Exercise input >>
——

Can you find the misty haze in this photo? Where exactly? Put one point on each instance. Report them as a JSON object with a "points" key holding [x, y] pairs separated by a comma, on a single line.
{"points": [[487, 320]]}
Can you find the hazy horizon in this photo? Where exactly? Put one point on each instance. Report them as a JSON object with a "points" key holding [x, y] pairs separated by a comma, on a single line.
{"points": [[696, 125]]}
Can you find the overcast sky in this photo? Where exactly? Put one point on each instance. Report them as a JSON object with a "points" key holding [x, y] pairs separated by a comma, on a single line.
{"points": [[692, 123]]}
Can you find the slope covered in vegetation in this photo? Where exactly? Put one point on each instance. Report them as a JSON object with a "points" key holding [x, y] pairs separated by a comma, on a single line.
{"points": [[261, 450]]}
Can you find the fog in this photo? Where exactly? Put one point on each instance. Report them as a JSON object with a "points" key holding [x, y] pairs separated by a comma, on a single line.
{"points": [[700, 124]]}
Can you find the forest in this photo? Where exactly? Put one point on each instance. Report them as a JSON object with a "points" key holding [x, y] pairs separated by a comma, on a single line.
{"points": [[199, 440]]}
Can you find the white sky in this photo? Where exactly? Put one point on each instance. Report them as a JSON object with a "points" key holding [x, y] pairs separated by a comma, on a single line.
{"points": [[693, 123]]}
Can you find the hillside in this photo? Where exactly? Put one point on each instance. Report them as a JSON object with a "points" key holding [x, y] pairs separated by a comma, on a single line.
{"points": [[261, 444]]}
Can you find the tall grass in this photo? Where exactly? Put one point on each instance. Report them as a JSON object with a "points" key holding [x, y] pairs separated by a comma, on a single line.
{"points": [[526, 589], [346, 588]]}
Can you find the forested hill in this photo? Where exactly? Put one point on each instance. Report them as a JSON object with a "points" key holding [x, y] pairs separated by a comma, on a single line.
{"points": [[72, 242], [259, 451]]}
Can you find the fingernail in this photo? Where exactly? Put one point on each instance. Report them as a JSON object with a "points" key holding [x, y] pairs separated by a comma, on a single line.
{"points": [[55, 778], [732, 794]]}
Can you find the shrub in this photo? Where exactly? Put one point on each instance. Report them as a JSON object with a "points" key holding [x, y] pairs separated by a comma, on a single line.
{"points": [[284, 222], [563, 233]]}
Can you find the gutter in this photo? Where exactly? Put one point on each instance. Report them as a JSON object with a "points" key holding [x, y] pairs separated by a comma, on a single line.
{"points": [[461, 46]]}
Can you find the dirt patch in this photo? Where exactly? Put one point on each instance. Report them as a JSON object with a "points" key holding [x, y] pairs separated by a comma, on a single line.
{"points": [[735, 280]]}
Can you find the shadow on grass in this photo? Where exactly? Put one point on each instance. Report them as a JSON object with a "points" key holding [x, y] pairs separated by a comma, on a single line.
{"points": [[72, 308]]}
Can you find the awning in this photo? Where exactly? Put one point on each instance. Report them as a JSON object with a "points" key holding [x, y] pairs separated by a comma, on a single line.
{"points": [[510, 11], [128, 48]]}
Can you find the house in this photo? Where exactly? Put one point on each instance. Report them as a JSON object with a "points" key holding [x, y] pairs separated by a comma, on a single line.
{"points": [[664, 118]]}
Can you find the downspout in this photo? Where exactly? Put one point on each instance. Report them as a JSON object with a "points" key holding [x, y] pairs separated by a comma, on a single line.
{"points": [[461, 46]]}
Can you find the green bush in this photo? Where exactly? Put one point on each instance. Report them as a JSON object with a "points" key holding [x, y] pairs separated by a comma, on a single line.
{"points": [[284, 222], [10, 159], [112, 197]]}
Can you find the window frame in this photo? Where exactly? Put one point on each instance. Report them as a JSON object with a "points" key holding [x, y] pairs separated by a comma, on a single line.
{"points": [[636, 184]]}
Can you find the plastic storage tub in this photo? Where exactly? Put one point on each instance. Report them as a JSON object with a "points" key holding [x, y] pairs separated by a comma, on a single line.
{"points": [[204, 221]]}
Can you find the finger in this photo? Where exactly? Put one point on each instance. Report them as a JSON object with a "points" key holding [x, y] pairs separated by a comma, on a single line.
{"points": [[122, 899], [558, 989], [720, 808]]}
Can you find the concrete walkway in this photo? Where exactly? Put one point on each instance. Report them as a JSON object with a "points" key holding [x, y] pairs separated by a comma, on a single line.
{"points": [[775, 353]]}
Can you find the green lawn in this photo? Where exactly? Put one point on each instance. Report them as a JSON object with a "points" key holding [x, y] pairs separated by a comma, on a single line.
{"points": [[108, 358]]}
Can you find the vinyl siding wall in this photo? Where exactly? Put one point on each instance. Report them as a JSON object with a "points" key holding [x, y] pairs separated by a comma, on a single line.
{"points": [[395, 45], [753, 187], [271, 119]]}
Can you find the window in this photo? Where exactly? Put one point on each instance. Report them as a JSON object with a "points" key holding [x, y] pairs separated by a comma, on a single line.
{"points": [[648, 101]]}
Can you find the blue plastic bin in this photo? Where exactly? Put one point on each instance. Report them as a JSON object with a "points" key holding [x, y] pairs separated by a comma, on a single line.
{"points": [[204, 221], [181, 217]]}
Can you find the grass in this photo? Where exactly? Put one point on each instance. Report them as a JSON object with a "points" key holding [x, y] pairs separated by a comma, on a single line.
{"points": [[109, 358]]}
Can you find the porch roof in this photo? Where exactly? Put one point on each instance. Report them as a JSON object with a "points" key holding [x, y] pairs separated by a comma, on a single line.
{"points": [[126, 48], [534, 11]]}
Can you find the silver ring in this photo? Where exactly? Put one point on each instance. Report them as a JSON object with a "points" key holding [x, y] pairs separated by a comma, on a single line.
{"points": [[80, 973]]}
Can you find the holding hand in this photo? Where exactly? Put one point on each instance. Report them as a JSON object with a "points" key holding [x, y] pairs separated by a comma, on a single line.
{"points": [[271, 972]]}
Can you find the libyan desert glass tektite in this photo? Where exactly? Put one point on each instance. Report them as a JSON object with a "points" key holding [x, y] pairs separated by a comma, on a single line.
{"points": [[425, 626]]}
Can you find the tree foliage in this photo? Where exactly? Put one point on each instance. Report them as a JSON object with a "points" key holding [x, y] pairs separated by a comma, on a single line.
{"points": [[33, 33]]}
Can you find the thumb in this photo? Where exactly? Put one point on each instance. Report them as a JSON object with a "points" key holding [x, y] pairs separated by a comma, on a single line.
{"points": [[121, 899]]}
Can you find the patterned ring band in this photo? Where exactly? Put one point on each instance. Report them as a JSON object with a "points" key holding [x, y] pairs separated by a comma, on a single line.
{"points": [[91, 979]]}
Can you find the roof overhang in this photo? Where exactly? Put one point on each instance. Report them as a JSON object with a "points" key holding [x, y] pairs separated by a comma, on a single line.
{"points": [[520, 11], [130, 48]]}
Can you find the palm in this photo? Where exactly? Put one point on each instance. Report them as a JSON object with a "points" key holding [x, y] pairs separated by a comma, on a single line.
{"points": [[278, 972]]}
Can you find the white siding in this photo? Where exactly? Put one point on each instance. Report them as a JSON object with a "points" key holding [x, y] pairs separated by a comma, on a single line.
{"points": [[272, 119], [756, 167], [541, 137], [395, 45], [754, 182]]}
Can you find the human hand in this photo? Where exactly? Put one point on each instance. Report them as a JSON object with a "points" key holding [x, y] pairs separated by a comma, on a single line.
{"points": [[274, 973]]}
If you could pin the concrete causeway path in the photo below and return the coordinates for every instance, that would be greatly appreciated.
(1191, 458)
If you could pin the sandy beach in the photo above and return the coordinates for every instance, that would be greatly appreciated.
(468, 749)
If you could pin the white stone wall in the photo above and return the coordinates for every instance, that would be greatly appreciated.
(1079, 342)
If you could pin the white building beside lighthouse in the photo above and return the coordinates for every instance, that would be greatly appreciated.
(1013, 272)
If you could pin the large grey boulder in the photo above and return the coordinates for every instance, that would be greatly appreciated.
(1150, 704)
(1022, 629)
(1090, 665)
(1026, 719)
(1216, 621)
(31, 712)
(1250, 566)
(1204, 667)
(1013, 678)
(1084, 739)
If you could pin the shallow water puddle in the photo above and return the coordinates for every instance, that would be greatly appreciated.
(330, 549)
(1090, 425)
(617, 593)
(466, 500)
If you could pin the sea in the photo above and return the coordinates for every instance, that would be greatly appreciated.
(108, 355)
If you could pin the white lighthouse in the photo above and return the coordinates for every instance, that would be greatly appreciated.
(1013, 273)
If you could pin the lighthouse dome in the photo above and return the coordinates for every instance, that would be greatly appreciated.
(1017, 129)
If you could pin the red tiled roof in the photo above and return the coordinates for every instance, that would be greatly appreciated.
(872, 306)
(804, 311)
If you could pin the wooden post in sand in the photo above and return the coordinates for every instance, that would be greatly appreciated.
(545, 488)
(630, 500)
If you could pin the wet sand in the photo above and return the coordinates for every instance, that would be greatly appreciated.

——

What is asked >>
Rewrite the data from the line containing "If you could pin the wooden" through the end, replacing "wet sand" with "damp sand" and leaving everything else unchanged.

Exercise response >>
If you could pin the wooden post in sand in the photo above and return the coordinates for every instance, that would be greatly appreciated.
(545, 488)
(630, 500)
If you could pin the damp sand in the photo above and return the coordinates for every instance, that would be greatly appreciated.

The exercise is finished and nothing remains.